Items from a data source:
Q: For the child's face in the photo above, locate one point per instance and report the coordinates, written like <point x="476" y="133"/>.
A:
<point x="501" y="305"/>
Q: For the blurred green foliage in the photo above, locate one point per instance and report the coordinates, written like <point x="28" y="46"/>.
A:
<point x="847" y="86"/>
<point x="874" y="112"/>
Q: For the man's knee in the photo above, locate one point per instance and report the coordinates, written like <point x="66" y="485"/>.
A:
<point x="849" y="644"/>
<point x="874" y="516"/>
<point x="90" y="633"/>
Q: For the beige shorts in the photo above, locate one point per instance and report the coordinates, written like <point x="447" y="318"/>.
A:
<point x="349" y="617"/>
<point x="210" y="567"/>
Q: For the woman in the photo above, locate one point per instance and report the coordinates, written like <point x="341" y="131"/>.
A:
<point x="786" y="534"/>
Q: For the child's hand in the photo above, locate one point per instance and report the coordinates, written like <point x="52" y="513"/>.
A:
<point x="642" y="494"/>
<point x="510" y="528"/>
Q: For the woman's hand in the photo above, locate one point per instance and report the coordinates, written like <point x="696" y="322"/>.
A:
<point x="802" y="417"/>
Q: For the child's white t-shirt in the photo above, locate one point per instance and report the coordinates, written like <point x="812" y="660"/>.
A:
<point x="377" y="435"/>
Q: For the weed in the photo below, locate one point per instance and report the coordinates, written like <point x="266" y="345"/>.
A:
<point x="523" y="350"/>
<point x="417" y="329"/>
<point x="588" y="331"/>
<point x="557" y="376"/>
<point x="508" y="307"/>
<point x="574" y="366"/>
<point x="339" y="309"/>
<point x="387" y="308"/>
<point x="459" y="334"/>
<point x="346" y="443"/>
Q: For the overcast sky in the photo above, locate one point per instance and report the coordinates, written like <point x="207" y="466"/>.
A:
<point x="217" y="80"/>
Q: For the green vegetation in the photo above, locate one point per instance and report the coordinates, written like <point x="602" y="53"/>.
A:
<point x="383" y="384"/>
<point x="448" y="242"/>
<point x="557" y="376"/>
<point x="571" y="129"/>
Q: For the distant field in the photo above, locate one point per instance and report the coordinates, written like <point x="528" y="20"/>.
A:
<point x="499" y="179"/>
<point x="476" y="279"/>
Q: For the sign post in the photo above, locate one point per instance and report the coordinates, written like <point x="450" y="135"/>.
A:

Written instruction »
Copy out every one of the records above, word for word.

Solution for this task »
Q: For the child's face in the photo above, locate one point per instance and report the coordinates, written like <point x="476" y="133"/>.
A:
<point x="501" y="305"/>
Q: For the blurred green foliage in the photo above, locate one point per instance and report the coordinates, written like <point x="28" y="46"/>.
A:
<point x="847" y="86"/>
<point x="874" y="112"/>
Q: For the man's knee in the photo above, locate one point per instance and report the coordinates, written like <point x="66" y="485"/>.
A:
<point x="849" y="644"/>
<point x="874" y="516"/>
<point x="90" y="633"/>
Q: For the beige shorts in the photo above, locate one point per instance and report the coordinates, written like <point x="447" y="318"/>.
A:
<point x="349" y="617"/>
<point x="210" y="567"/>
Q: For the woman in the photo above, locate one point per instance and report the coordinates, written like <point x="341" y="131"/>.
A:
<point x="786" y="534"/>
Q: For the child's hand in the photo above, locate one point per instance and report the coordinates, written like <point x="52" y="513"/>.
A:
<point x="642" y="494"/>
<point x="510" y="528"/>
Q: For the woman's hand in the photo above, locate one point per instance and report the coordinates, written like <point x="696" y="322"/>.
A:
<point x="802" y="417"/>
Q: For the child's white t-shirt in the photo above, locate one point per instance and report the coordinates, written like <point x="812" y="660"/>.
A:
<point x="377" y="435"/>
Q: For the weed in the photo below, locate one point per instance and report the coordinates, written like <point x="266" y="345"/>.
A:
<point x="523" y="350"/>
<point x="417" y="329"/>
<point x="588" y="331"/>
<point x="557" y="376"/>
<point x="508" y="307"/>
<point x="574" y="366"/>
<point x="339" y="309"/>
<point x="387" y="308"/>
<point x="459" y="334"/>
<point x="346" y="443"/>
Q: For the overcast sky in the photo above, locate one point per instance and report the coordinates, written like <point x="207" y="466"/>.
A:
<point x="217" y="80"/>
Q: For the green vegetation in the photo above, locate one point per instance and report the coordinates, written like <point x="602" y="53"/>.
A:
<point x="383" y="384"/>
<point x="448" y="242"/>
<point x="557" y="376"/>
<point x="571" y="129"/>
Q: For the distant field in the photo above, locate one point per instance and report the coordinates, written like <point x="528" y="20"/>.
A:
<point x="499" y="179"/>
<point x="476" y="279"/>
Q: For the sign post in the photo above, locate one point per instance and report the coordinates, written like <point x="450" y="135"/>.
A:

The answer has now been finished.